# WHAT TO DO
Print every line below exactly as written, but leave the pictures behind.

[[ MATERIAL PROVIDED, beginning ]]

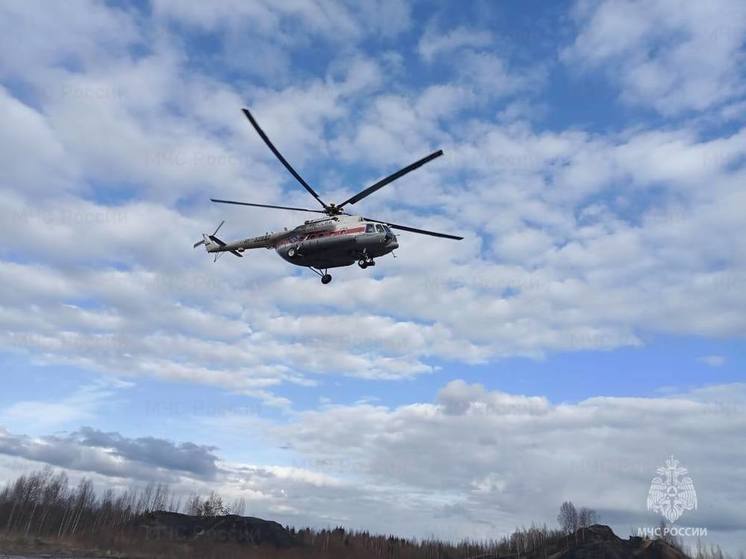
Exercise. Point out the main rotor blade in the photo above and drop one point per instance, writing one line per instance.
(414, 230)
(265, 206)
(279, 156)
(391, 178)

[[ MATERIAL PROVIDED, end ]]

# WRITTEN ANSWER
Exercise. Point out the main rotor blade in the photo above and drop one point per instance, writing one line per instance.
(414, 230)
(265, 206)
(279, 156)
(391, 178)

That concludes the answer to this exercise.